Task objective: Reproduce each of the following records word for word, in the same order.

Records pointing to named objects:
■ ■ ■ ■ ■ ■ ■

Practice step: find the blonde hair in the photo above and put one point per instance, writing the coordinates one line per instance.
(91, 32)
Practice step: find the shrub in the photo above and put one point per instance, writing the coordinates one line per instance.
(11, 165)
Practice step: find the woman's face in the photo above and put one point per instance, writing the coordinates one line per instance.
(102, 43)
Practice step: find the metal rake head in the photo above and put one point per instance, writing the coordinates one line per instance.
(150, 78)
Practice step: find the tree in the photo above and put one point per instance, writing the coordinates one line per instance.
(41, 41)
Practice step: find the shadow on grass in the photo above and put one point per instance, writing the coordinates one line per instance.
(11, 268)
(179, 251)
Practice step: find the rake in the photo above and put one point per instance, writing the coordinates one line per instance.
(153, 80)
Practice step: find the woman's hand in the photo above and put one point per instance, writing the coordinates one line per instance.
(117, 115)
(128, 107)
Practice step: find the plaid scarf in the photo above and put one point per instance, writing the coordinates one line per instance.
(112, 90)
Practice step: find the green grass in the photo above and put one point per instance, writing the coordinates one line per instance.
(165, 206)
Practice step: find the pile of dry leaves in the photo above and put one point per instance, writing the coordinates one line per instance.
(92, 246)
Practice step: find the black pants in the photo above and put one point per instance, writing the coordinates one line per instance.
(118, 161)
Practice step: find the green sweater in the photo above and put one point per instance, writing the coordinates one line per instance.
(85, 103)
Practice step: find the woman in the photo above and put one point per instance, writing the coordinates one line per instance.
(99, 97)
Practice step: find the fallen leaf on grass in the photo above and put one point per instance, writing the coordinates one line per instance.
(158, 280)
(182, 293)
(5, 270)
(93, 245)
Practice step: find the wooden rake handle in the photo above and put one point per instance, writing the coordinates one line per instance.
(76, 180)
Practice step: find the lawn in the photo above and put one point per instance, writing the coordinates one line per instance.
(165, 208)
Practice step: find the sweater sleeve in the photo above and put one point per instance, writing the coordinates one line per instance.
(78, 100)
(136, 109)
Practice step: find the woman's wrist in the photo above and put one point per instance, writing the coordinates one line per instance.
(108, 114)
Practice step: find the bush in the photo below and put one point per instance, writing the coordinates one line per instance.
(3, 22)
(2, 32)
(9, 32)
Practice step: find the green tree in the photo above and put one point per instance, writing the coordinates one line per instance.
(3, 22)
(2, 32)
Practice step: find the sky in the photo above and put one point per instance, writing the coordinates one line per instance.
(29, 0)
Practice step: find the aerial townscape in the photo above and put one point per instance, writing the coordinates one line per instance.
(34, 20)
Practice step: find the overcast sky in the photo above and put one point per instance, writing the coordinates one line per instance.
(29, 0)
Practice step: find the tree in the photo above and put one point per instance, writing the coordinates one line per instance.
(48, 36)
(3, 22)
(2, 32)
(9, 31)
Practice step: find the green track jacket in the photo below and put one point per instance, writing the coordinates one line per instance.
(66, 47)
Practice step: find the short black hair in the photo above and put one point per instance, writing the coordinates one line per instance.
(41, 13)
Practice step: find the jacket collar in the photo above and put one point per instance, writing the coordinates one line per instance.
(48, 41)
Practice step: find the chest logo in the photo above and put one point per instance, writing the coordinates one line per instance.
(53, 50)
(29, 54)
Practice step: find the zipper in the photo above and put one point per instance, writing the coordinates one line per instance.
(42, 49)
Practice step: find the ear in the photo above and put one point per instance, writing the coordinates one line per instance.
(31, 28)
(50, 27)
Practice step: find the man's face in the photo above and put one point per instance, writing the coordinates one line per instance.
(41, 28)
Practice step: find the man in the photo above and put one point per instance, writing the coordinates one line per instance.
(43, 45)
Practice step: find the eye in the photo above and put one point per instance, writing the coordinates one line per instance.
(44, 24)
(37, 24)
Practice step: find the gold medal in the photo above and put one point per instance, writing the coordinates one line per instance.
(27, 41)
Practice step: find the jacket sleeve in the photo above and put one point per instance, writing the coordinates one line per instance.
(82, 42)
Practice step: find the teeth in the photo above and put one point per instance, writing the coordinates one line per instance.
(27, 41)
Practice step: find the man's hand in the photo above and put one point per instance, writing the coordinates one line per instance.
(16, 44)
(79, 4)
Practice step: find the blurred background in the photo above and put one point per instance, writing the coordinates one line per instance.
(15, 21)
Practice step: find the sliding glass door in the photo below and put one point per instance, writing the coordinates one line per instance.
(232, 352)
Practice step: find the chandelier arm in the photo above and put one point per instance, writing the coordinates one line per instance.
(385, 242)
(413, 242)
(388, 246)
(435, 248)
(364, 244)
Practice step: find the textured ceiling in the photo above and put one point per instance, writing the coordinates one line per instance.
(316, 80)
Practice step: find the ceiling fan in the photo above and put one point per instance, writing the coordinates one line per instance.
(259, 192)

■ ■ ■ ■ ■ ■ ■

The completed task:
Practice step: find the blonde hair in the photo above and put one point per instance, writing the coordinates one line per instance.
(91, 32)
Practice step: find the shrub in the photo above and put one point per instance, writing the coordinates one line per instance.
(11, 165)
Practice step: find the woman's face in the photo above and put one point per instance, writing the coordinates one line per instance.
(102, 43)
Practice step: find the metal rake head in the photo above and put one point per instance, writing the coordinates one line per instance.
(150, 78)
Practice step: find the tree in the photo above and put one point per instance, writing the coordinates one line per instance.
(41, 41)
Practice step: find the shadow on grass in the photo above and put one point per instance, writing the coordinates one line per instance.
(11, 268)
(179, 251)
Practice step: find the rake in the photo above and put one point per instance, writing the coordinates one line per instance.
(153, 80)
Practice step: find the woman's hand in the photo above and put one point per instance, writing the coordinates one line per instance.
(117, 115)
(128, 107)
Practice step: find the plaid scarf in the photo above and put one point per instance, writing the coordinates one line per instance.
(112, 90)
Practice step: find the green grass in the photo above and put one point per instance, writing the coordinates one line per instance.
(165, 206)
Practice step: find the pile of dry leaves in the photo above and put one point per instance, writing the coordinates one line per instance.
(92, 246)
Practice step: find the black pants in the photo above and put one point per instance, writing the coordinates one line per instance.
(118, 161)
Practice step: find the green sweater in the photo above and put one point per instance, writing the coordinates one line per instance.
(85, 103)
Practice step: find the woman in the photo above and put one point per instance, writing the coordinates one line per instance.
(99, 97)
Practice step: find the fallen leaf on grass in the photo above and put one point per instance, writing the coordinates one line per instance.
(158, 280)
(182, 293)
(5, 270)
(93, 245)
Practice step: find the wooden rake handle in the photo above and put one point per instance, writing the coordinates one line per instance.
(76, 180)
Practice step: find the lawn in the photo above and put one point per instance, writing the coordinates one line per instance.
(165, 208)
Practice step: find the sweater sleeve in the photo above and put one point per instance, writing the coordinates one line per instance.
(78, 100)
(136, 109)
Practice step: find the woman's wrist in the photo above and put one point per instance, writing the coordinates one line per instance.
(108, 114)
Practice step: find the bush in the photo below and put one point per instance, writing the coordinates one line per instance.
(3, 22)
(2, 32)
(9, 32)
Practice step: find the green tree in the photo above and put one point per instance, writing the coordinates one line per instance.
(3, 22)
(2, 32)
Practice step: find the sky in the photo above and put one point per instance, writing the coordinates one line per instance.
(29, 0)
Practice step: find the aerial townscape in the photo above and put one point per instance, writing the coordinates one line per instance.
(34, 20)
Practice step: find the overcast sky in the photo above and put one point per instance, writing the coordinates one line per instance.
(29, 0)
Practice step: find the tree in the photo above and put one point per instance, writing the coordinates one line per instance.
(48, 36)
(3, 22)
(2, 32)
(9, 31)
Practice step: find the green track jacket in the photo below and put one point per instance, writing the coordinates one line per instance.
(66, 47)
Practice step: find the short black hair in the photo above and put one point per instance, writing the coordinates one line per instance.
(41, 13)
Practice step: find the jacket collar in the photo above and put one point per instance, writing the coordinates one line per instance.
(48, 41)
Practice step: find the chest logo in the photo above and put one point per instance, writing the coordinates one line per instance.
(53, 50)
(29, 54)
Practice step: find the zipper in the photo above and put one point per instance, writing the coordinates one line per instance.
(42, 49)
Practice step: find the ear in the photo above and put one point per instance, writing the coordinates one line per instance.
(31, 28)
(50, 27)
Practice step: find the man's face in the photo above and put one point per instance, writing the coordinates one line per instance.
(41, 28)
Practice step: find the man in the photo above and put one point per instance, writing the coordinates one line per instance.
(43, 45)
Practice step: find the eye in the photo above and put one point per instance, writing the coordinates one line per instance.
(44, 24)
(37, 24)
Practice step: find the gold medal in the photo above and put one point per instance, writing the coordinates one line per instance.
(27, 41)
Practice step: find the jacket sleeve in the photo above and put one point per instance, writing the coordinates one line per instance.
(82, 42)
Practice step: find the teeth in the photo above and put one point per instance, writing the coordinates one line per instance.
(27, 41)
Practice step: find the man's hand in the photo above and put one point per instance, writing the coordinates one line per instance.
(16, 44)
(79, 4)
Practice step: find the blurred background in the photo above and put one point per instance, writing the coordinates one line per instance.
(15, 21)
Practice step: find the sliding glass door in the photo below and put one point per instance, writing the coordinates one line per instance.
(232, 352)
Practice step: find the chandelier arm in the photo above and put one point per instance, writing the coordinates one line per instance.
(385, 242)
(413, 242)
(388, 246)
(435, 248)
(364, 244)
Practice step: find the textured ceiling in the photo above and put one point per instance, writing the coordinates one line per instance.
(316, 80)
Practice step: find the ceiling fan in the photo above and put one point per instance, writing the coordinates one line per instance.
(259, 192)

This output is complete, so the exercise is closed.